Start of STORED ROWS

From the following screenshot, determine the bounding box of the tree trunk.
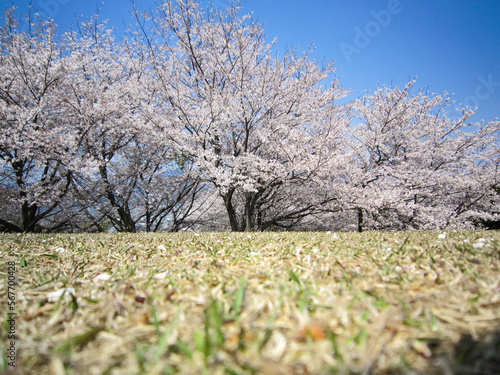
[357,207,363,233]
[222,189,241,232]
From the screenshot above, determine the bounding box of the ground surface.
[0,232,500,375]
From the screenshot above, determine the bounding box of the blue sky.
[4,0,500,121]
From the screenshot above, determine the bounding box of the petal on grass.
[47,288,75,302]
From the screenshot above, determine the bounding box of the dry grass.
[0,232,500,375]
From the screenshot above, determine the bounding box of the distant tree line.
[0,0,500,232]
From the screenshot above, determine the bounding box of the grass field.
[0,231,500,375]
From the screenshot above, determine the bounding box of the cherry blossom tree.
[141,0,348,231]
[0,10,82,232]
[66,16,198,232]
[344,81,499,230]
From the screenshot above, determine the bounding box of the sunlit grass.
[0,231,500,374]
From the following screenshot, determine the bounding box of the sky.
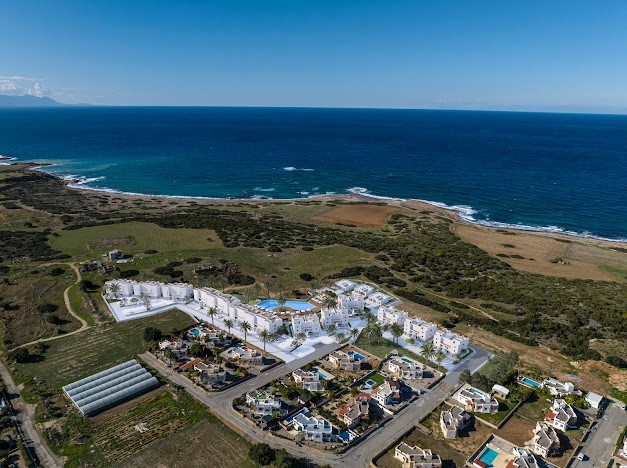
[0,0,627,112]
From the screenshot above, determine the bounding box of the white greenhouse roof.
[63,359,159,416]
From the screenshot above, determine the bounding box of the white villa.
[433,330,468,356]
[542,377,575,397]
[292,314,320,336]
[377,306,407,326]
[292,369,321,392]
[320,308,349,330]
[403,317,438,341]
[292,413,333,442]
[329,351,361,371]
[246,390,281,416]
[394,442,442,468]
[370,380,401,408]
[454,384,499,413]
[531,421,560,458]
[544,399,577,432]
[366,291,392,309]
[387,356,425,380]
[440,406,472,439]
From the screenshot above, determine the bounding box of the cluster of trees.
[248,443,307,468]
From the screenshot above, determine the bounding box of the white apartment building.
[403,317,438,341]
[292,314,320,336]
[246,390,281,416]
[366,291,392,309]
[161,283,194,301]
[292,369,321,392]
[320,308,349,330]
[433,330,468,356]
[387,356,425,380]
[377,306,407,326]
[292,413,333,442]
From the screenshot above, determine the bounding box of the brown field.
[120,421,256,468]
[451,222,627,281]
[314,204,397,227]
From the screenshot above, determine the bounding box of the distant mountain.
[0,94,77,108]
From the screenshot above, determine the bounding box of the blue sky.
[0,0,627,110]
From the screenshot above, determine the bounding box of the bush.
[248,442,276,466]
[37,302,59,314]
[120,270,139,278]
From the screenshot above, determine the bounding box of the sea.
[0,107,627,241]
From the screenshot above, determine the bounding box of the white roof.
[586,392,603,403]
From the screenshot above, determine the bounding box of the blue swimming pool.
[479,447,499,468]
[257,299,315,312]
[518,377,541,388]
[347,351,366,361]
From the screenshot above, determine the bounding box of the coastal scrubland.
[0,166,627,394]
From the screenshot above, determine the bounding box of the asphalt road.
[140,344,489,467]
[0,363,63,468]
[571,403,627,468]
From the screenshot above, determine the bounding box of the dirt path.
[0,363,63,467]
[9,263,89,351]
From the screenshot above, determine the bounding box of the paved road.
[140,345,489,467]
[572,403,627,468]
[0,363,63,468]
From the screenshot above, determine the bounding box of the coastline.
[0,159,627,247]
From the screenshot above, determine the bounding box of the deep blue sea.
[0,107,627,239]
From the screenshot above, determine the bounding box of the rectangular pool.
[479,447,499,468]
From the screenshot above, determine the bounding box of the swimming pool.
[257,299,315,312]
[346,350,366,361]
[479,447,499,468]
[518,376,541,388]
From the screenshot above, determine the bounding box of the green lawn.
[13,310,195,394]
[50,222,219,260]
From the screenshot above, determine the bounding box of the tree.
[144,327,163,342]
[107,283,120,297]
[248,442,276,466]
[259,328,272,351]
[239,320,252,341]
[390,323,404,344]
[420,341,437,360]
[207,307,218,325]
[224,319,235,335]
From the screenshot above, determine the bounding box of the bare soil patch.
[314,204,397,227]
[451,222,627,281]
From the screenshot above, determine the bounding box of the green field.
[50,222,219,259]
[13,310,195,394]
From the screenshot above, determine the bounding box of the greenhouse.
[63,359,159,416]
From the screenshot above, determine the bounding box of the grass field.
[55,387,251,467]
[50,222,219,259]
[13,310,195,393]
[119,414,257,468]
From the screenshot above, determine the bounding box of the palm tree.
[207,307,218,325]
[259,328,272,351]
[390,323,404,344]
[108,283,120,297]
[420,341,437,360]
[322,291,337,309]
[239,320,252,341]
[224,319,234,335]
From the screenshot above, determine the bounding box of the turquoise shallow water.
[0,107,627,239]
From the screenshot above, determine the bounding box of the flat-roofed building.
[403,317,438,341]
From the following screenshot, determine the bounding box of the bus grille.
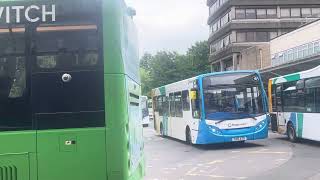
[0,166,17,180]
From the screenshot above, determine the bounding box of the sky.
[126,0,209,56]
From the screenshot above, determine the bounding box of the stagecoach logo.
[0,5,56,23]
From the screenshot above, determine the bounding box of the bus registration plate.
[232,137,247,142]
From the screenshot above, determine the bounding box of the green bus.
[0,0,144,180]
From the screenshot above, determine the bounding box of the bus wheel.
[186,127,192,144]
[160,123,164,137]
[287,123,297,142]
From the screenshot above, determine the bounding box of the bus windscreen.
[203,73,264,120]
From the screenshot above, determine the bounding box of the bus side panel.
[298,113,320,141]
[126,76,144,180]
[104,74,129,180]
[0,131,37,180]
[37,128,107,180]
[105,74,144,180]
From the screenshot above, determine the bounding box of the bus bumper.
[196,120,269,144]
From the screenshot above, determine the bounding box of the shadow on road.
[275,137,320,148]
[194,142,264,150]
[157,135,265,151]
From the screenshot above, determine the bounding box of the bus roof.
[270,66,320,84]
[152,70,259,96]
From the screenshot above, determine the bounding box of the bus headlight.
[256,120,267,131]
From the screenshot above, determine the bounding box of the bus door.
[275,85,287,133]
[0,25,36,180]
[30,20,107,180]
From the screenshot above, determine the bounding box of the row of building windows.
[272,77,320,113]
[210,29,292,54]
[210,11,231,33]
[209,0,229,15]
[271,40,320,66]
[210,34,231,54]
[236,8,320,19]
[237,31,278,42]
[236,8,277,19]
[155,91,190,117]
[280,8,320,18]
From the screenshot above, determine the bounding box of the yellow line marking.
[207,160,224,165]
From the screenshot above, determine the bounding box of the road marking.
[207,160,224,165]
[248,151,290,154]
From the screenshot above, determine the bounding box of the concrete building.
[261,20,320,79]
[207,0,320,71]
[236,43,271,70]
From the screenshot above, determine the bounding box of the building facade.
[260,20,320,81]
[207,0,320,71]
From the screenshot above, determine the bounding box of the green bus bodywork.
[0,0,144,180]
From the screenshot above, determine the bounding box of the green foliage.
[140,41,210,96]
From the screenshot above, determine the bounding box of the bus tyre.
[287,123,297,142]
[186,127,192,145]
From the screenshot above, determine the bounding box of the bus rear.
[196,72,269,144]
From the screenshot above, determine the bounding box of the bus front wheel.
[287,123,297,142]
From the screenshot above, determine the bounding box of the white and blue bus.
[268,66,320,142]
[152,71,270,144]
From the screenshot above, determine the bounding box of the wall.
[237,43,271,70]
[270,21,320,55]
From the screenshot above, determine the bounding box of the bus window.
[305,78,320,113]
[157,96,163,116]
[0,29,32,131]
[169,93,176,117]
[174,92,183,117]
[276,85,283,112]
[282,81,305,112]
[182,91,190,111]
[162,96,169,116]
[190,90,201,119]
[271,86,277,112]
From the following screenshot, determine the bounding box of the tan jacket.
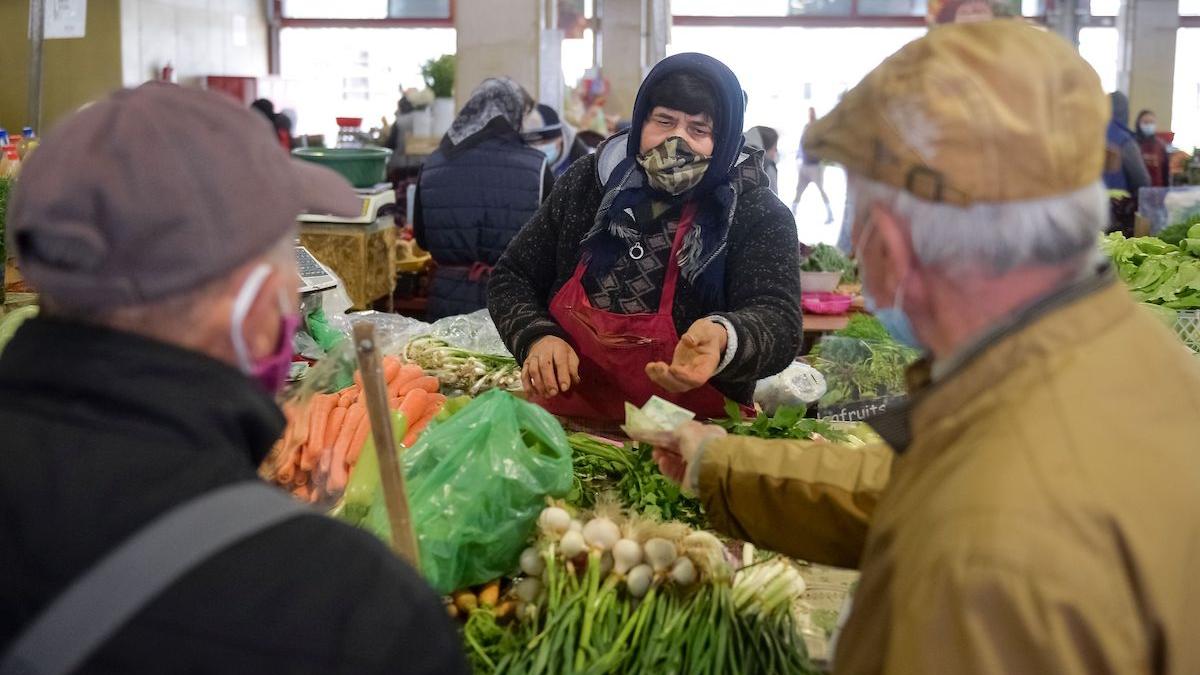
[700,276,1200,675]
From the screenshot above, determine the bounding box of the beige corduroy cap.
[8,83,361,309]
[804,19,1110,207]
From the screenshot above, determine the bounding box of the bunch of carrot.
[264,357,446,502]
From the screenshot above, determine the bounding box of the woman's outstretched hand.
[646,318,730,394]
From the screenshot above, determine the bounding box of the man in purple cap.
[0,84,466,674]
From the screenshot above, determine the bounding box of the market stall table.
[300,219,396,310]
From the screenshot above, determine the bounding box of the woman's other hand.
[646,318,730,394]
[521,335,580,399]
[654,422,726,491]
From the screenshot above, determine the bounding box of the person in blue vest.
[413,77,554,321]
[521,103,590,178]
[1104,91,1150,237]
[488,54,802,420]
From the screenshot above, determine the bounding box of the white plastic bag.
[754,362,826,414]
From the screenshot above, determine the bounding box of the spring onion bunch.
[404,335,521,396]
[467,501,815,675]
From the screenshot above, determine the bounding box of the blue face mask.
[534,141,559,163]
[863,286,925,351]
[854,218,925,352]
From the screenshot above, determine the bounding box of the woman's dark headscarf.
[446,77,533,145]
[583,53,761,300]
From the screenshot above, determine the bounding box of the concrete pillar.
[1117,0,1180,130]
[596,0,671,119]
[455,0,563,109]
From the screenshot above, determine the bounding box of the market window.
[283,0,451,19]
[271,26,456,143]
[667,25,925,244]
[1079,28,1120,91]
[1171,27,1200,151]
[1092,0,1121,17]
[671,0,787,17]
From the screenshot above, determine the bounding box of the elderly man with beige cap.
[0,84,466,675]
[658,20,1200,675]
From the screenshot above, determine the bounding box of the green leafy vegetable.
[566,434,704,526]
[809,313,920,408]
[1100,223,1200,310]
[800,244,858,283]
[1154,213,1200,246]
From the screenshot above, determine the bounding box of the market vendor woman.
[488,54,800,422]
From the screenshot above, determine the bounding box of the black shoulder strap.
[0,480,313,675]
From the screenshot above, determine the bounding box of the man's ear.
[869,203,916,292]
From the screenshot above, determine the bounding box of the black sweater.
[0,318,467,675]
[487,155,800,404]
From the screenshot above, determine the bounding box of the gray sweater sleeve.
[487,162,585,363]
[714,187,802,383]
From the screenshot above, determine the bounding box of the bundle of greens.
[809,315,920,408]
[800,244,858,283]
[566,434,704,525]
[463,504,815,675]
[718,404,856,444]
[1100,225,1200,310]
[404,335,521,396]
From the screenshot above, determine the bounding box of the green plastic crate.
[292,148,391,187]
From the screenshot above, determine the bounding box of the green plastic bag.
[362,389,572,593]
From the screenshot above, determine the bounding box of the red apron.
[530,204,725,422]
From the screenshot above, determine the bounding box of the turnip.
[643,537,678,572]
[583,518,620,551]
[538,507,571,536]
[521,546,546,577]
[625,565,654,598]
[671,557,696,586]
[600,551,612,577]
[612,539,642,574]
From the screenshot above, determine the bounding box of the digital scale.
[296,184,396,225]
[295,244,337,295]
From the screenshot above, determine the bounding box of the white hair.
[41,233,296,342]
[850,175,1109,275]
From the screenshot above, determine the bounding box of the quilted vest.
[420,133,546,321]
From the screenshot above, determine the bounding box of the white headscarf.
[446,77,530,145]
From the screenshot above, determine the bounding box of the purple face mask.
[229,263,300,394]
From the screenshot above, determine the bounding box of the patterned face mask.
[637,136,712,196]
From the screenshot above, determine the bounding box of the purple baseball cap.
[8,83,361,309]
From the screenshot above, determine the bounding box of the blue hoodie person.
[488,54,800,422]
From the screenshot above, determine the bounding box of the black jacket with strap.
[413,118,554,321]
[0,318,466,674]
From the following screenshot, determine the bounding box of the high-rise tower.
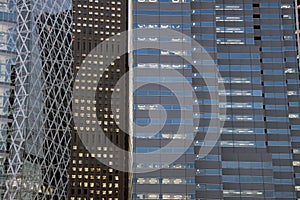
[0,0,73,200]
[68,0,130,200]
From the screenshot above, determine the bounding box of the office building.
[0,0,73,200]
[0,0,300,200]
[132,0,300,199]
[68,0,130,200]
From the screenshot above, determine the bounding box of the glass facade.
[0,0,17,199]
[133,0,300,199]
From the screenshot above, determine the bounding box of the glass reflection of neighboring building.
[0,0,16,198]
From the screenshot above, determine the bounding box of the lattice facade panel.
[4,0,72,200]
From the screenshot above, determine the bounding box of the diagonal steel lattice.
[3,0,72,200]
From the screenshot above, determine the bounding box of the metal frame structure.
[3,0,73,200]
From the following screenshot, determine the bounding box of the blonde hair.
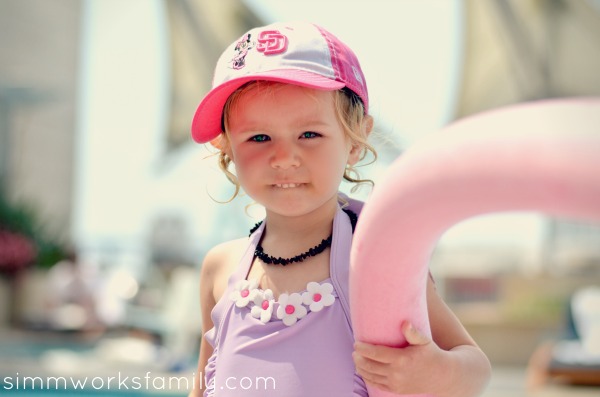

End of STORED ROWS

[WRITTEN EXERCISE]:
Rescale everything from the line containing "the ground surface." down to the line containing "[0,231,500,375]", both included, and give only those lines again, requests too, with every bounding-box coordinate in the answers multiplied by 0.4 and rounded to a whole number, halves rounding up.

[THE RESULT]:
From the screenshot above, determine the bounding box of the ground surface.
[0,93,200,150]
From the screenshot above, determine the bounding box of the blue sky.
[2,0,200,48]
From the screenshot above, determine the bounding box of the petal on grass.
[19,115,30,121]
From the screenshot above, determine the bounding box of the dry grass.
[0,93,200,150]
From the screenshot above, determine the bounding box of the distant tree line.
[0,0,200,93]
From the screenshot above, determine the bounding box of the grass field.
[0,92,200,150]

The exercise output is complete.